**Selected passage**.

_ _ _ _ _

C++ Primer ex 7.16 - arguments to main

arnuld wrote:

i am not able to figure out the error:

/* C++ Primer - 4/e
*
* exercise 7.16
* STATEMENT:
* write a programme that accepts the arguments to main. print
* the values passed to main.
*
*/
#include <iostream>

int main( int argc, char **argv )
{
std::cout << "These arguments were passed to 'main()' :\t";

/* an int vale can be printed easily */
std::cout << argc << "\t";

/* to prinit array of strings, we need to consider 2 pointers:
one to the 1st character in string literal presented in the array and
2nd to the 1st element of the array itself.

to print the string literals we will use pointer to a pointer to
char and to move around in the array we will use a pointer to char.

_ _ _ _ _

**Collected data**.
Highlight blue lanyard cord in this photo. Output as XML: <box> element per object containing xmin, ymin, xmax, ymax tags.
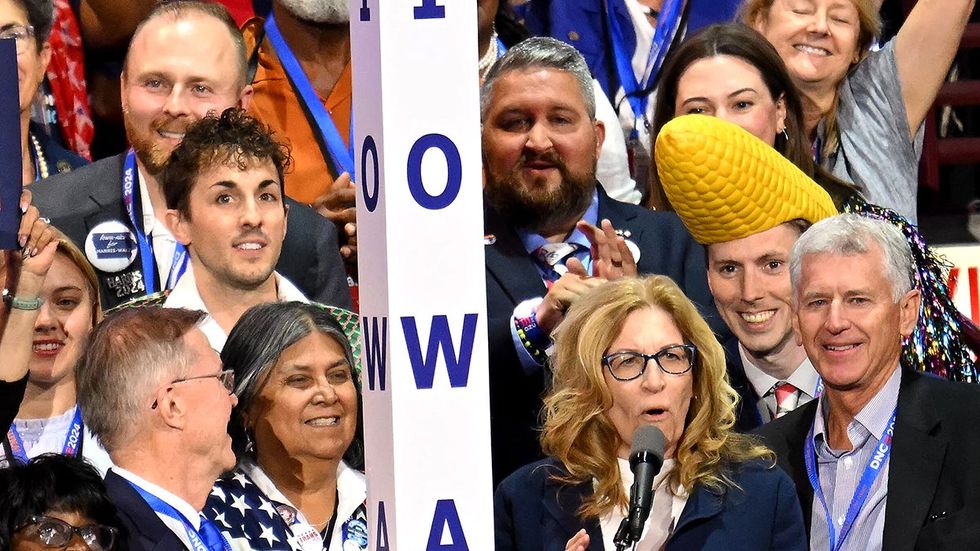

_ _ _ _ _

**Work to be completed**. In the forum post about C++ Primer exercise 7.16, what does the exercise statement ask the program to do?

**The output**. Accept the arguments to main and print the values passed to main.